GOAL:
Collect each line of the records below that contains the word "pole". Letter case counts.

---- LISTING

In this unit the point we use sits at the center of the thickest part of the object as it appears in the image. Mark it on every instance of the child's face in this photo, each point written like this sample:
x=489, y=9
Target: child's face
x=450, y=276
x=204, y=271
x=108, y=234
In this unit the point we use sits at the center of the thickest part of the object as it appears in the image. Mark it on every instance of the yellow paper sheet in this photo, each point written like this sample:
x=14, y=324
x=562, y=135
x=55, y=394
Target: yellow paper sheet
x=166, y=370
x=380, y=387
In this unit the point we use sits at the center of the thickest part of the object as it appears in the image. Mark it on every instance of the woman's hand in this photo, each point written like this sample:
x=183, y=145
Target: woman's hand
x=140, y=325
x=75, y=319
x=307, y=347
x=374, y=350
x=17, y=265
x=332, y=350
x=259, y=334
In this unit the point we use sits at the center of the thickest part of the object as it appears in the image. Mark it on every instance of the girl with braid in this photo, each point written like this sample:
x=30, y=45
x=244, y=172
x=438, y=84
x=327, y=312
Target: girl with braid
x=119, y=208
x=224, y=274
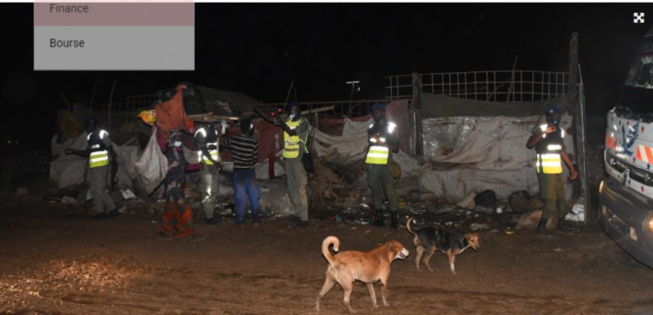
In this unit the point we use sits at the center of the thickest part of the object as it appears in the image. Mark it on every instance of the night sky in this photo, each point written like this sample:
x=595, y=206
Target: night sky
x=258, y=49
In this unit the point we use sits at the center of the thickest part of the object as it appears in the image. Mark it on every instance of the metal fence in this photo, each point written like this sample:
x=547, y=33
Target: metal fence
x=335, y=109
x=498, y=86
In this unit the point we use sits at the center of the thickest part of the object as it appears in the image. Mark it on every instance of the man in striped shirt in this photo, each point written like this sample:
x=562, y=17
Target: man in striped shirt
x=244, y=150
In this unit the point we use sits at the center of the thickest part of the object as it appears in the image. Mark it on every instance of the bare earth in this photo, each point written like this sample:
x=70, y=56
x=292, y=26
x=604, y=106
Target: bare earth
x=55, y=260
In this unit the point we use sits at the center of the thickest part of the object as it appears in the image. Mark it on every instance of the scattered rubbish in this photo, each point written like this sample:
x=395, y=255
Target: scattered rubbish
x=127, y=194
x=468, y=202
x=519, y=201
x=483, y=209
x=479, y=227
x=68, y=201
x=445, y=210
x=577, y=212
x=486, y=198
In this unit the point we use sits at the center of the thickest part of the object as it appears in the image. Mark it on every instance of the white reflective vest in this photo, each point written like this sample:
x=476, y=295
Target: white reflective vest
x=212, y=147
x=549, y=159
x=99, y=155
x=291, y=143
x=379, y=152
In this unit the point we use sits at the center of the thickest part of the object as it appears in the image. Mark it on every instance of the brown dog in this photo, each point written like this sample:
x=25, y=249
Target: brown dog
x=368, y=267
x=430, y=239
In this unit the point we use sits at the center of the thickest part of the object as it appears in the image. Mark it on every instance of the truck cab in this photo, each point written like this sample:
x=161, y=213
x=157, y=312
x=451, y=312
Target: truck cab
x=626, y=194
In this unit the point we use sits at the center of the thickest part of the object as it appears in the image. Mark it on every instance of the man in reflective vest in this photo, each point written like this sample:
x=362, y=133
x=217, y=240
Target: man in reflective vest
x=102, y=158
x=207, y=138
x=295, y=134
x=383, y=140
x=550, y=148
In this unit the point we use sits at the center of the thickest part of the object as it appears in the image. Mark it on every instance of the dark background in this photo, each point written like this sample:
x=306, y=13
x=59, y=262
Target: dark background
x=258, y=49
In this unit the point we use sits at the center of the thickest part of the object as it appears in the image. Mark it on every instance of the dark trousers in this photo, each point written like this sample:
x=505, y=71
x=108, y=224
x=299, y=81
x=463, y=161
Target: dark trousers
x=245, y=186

--------
---- LISTING

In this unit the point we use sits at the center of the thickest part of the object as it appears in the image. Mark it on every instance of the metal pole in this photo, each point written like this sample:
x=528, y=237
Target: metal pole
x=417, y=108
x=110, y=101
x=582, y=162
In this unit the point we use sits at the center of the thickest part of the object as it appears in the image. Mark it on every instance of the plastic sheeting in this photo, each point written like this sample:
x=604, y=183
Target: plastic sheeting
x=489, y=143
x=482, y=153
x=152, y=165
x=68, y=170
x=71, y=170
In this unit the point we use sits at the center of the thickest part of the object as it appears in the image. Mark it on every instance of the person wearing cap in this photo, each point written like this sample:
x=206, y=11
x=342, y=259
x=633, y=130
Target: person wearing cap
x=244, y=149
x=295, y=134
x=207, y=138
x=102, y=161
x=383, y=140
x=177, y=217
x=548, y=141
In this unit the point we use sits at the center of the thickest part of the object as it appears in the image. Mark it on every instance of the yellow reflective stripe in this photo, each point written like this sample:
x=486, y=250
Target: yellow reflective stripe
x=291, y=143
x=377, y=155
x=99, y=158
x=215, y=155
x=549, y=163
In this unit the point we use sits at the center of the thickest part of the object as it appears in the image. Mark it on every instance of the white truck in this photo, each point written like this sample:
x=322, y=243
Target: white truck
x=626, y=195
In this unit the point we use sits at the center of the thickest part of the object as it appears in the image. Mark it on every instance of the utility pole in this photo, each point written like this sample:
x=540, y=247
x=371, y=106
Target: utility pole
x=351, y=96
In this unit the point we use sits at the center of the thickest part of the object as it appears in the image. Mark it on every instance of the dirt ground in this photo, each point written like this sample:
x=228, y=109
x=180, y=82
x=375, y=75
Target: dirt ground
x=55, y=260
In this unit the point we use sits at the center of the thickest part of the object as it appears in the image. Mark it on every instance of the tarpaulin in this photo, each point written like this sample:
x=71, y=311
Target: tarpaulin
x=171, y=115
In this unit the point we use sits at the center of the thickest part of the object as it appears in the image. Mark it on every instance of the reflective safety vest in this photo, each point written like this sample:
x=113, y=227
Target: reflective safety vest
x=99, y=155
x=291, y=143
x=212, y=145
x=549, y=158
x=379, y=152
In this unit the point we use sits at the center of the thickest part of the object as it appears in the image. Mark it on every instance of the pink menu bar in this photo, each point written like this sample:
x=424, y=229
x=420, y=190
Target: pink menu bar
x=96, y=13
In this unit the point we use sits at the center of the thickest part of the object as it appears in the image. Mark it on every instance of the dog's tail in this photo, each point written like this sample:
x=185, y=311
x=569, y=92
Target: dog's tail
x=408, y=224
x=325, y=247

--------

FULL RESPONSE:
In this unit the point we use sits at the center of the thickest part of the object as it appears in the image. Mark it on every instance of the metal pole in this photo, each point written like this sample:
Target: metal pole
In this unit the point we use sits at the center of the thickest part of the object as it appears in the image. Mark it on every instance of the utility pole in this photo, each point written like this sample:
Target: utility pole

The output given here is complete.